*** Source material ***

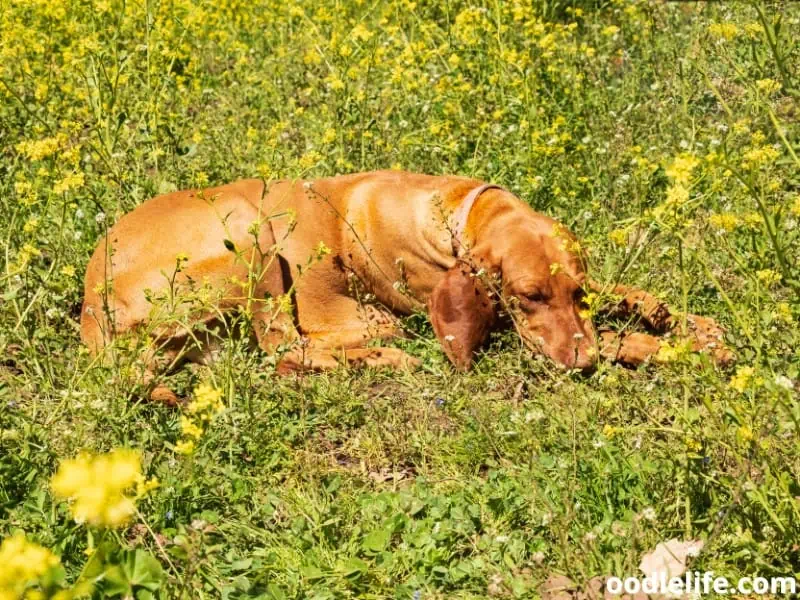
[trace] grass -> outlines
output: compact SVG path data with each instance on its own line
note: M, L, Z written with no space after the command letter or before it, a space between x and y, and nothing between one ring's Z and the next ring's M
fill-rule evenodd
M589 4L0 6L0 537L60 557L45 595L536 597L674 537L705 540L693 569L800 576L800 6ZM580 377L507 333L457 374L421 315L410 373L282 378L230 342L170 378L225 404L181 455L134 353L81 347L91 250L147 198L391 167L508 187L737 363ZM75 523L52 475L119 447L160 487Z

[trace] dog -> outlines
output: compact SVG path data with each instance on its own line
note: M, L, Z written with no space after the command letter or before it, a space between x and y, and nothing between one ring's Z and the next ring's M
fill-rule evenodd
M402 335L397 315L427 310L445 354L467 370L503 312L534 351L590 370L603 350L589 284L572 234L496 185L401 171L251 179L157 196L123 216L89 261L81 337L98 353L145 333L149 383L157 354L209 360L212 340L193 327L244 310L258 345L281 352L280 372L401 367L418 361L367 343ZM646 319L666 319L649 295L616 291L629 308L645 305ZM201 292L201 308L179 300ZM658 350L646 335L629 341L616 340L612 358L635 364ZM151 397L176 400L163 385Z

*** End of Source material ***
*** Source material ***

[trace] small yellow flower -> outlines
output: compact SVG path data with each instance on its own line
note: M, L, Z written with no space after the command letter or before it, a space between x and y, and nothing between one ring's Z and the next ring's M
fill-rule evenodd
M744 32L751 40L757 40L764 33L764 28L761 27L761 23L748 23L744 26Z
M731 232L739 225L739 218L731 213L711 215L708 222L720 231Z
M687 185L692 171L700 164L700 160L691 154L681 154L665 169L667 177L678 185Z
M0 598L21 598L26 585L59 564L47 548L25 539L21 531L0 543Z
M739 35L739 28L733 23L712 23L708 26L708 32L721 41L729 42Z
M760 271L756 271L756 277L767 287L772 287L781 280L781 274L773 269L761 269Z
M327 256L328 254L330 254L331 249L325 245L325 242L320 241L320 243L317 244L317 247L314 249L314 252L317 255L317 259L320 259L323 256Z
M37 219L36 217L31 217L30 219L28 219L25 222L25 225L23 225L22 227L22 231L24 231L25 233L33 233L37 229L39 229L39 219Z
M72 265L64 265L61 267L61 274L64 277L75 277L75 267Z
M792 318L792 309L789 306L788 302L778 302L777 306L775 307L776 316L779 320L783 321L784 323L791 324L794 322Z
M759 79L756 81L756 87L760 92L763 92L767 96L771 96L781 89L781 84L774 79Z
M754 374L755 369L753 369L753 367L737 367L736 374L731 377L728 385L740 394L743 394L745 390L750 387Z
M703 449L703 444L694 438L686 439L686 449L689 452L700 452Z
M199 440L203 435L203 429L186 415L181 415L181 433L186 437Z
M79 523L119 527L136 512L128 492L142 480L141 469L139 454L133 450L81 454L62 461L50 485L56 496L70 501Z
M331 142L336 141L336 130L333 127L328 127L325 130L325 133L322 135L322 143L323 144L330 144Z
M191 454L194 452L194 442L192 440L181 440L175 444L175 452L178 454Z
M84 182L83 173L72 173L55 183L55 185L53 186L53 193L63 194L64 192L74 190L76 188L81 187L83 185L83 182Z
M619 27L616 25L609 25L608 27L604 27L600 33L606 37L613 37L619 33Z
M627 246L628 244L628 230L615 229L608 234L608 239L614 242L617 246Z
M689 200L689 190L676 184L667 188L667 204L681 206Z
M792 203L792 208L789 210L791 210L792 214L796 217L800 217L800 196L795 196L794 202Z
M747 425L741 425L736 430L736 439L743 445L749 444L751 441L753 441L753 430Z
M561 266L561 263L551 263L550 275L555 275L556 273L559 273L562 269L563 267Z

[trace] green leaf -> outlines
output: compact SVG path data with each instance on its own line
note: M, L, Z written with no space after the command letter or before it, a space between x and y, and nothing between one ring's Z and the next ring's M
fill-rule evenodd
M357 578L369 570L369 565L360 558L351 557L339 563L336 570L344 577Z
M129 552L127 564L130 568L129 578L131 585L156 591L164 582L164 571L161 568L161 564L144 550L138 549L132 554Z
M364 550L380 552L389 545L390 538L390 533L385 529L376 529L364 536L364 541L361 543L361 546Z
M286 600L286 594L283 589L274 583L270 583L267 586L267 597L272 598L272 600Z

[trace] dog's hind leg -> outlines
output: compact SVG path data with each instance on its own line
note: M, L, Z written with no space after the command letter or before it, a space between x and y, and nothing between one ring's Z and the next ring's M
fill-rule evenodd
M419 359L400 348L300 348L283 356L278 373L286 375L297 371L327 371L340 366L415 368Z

*** End of Source material ***

▶ Brief
Which lines above hold the string "trace"? Please copy all of them.

▶ Answer below
[trace] grass -> outlines
[trace] dog -> outlines
[trace] small yellow flower -> outlines
[trace] green leaf -> outlines
[trace] dog's hind leg -> outlines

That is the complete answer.